──────── BRANO PROPOSTO

Il team leader é dunque chiamato a definire e condividere un coinvolgente progetto di team, richiedere allineamento con l’atteggiamento richiesto mettendo in campo, se del caso, la propria autorità di ruolo, identificare i fattori di successo di ciascun team member e sostenerli nella loro finalizzazione e nel loro potenziamento.

Ecoleadership. Le aziende organizzate secondo le logiche tradizionali, fanno oggi i conti con una criticità:  la “gerarchia aziendale” non sembra più in grado di gestire efficacemente un così alto tasso di innovazione e cambiamento continuo. La realtà, sempre più complessa e liquida, richiede l’esercizio della leadership da parte di una più ampia porzione di popolazione aziendale.

────────────────

Trascrivi fedelmente il tratto del brano sulla leadership che va da "Il team leader" fino a "nel loro potenziamento.". I dati riportati di seguito provengono da un'altra fonte.

──────── INSIEME DI DATI

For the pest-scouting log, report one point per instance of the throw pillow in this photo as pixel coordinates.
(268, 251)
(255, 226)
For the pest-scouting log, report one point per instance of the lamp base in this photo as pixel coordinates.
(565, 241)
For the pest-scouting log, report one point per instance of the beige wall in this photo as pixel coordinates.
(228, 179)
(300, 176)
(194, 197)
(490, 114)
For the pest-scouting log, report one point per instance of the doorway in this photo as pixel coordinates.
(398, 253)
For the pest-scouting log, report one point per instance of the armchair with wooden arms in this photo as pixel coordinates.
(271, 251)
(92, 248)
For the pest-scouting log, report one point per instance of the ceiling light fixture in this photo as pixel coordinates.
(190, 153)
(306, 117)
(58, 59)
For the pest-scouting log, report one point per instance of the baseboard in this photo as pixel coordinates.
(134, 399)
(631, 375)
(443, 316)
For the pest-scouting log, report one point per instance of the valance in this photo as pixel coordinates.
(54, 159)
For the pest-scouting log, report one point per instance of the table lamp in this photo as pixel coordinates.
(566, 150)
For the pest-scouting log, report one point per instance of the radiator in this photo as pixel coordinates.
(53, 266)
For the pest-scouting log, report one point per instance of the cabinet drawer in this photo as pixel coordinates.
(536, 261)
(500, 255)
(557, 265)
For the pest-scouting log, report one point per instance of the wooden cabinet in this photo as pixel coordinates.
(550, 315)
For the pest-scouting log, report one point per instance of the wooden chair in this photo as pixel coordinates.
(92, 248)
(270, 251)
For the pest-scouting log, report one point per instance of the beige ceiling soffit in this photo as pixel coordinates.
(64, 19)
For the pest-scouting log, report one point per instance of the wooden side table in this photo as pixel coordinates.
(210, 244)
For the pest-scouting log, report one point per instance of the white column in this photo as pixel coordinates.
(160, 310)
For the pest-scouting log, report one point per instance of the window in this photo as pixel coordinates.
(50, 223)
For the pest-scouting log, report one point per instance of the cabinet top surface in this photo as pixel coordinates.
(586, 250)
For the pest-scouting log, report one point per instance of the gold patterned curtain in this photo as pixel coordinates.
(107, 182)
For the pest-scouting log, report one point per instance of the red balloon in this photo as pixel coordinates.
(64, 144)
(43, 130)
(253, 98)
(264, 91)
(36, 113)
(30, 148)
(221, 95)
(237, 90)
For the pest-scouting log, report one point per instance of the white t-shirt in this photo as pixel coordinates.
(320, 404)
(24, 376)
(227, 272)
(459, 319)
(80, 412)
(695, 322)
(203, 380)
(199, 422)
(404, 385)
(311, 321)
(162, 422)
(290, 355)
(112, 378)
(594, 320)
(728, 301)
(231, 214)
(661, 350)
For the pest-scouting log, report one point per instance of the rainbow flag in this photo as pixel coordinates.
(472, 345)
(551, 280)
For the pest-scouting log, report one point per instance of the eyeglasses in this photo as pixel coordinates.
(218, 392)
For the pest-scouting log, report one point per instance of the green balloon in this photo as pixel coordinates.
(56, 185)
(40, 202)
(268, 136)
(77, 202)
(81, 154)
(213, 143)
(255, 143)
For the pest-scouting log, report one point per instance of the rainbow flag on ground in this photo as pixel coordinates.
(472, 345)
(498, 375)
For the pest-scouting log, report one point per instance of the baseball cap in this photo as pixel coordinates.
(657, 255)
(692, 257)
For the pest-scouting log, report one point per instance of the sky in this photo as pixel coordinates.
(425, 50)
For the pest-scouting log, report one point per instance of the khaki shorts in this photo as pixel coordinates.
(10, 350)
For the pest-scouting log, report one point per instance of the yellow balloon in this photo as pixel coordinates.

────────────────

RISPOSTA AL COMPITO:
Il team leader é dunque chiamato a definire e condividere un coinvolgente progetto di team, richiedere allineamento con l’atteggiamento richiesto mettendo in campo, se del caso, la propria autorità di ruolo, identificare i fattori di successo di ciascun team member e sostenerli nella loro finalizzazione e nel loro potenziamento.